What is expected: The records below should be written out again, exactly.
___ Recorded information ___
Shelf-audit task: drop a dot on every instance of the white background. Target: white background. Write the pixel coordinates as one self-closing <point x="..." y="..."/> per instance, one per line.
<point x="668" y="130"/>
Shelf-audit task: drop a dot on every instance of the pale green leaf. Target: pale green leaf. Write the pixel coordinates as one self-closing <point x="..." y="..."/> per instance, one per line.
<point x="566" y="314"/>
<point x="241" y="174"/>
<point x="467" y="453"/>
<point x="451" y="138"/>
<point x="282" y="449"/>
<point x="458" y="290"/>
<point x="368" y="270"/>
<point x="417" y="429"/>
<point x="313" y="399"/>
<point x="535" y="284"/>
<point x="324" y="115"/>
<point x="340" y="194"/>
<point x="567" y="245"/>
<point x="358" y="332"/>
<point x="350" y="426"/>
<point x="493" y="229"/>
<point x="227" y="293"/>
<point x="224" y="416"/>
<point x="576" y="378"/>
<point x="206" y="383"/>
___
Finished task:
Shelf-audit task: drop a dot on every instance of the white background. Target: white background. Write the pixel coordinates as one self-closing <point x="..." y="..."/> per instance, one per line.
<point x="668" y="130"/>
Shelf-audit task: drop a dot on every instance of the pale green leaf. Target: pale green leaf. Write the pixel coordinates as one self-closing <point x="..." y="..."/> per instance, one per line.
<point x="566" y="314"/>
<point x="241" y="174"/>
<point x="467" y="453"/>
<point x="451" y="138"/>
<point x="282" y="449"/>
<point x="458" y="290"/>
<point x="368" y="270"/>
<point x="417" y="429"/>
<point x="313" y="399"/>
<point x="535" y="284"/>
<point x="324" y="115"/>
<point x="340" y="194"/>
<point x="567" y="245"/>
<point x="358" y="332"/>
<point x="350" y="426"/>
<point x="493" y="229"/>
<point x="227" y="293"/>
<point x="224" y="416"/>
<point x="576" y="378"/>
<point x="206" y="383"/>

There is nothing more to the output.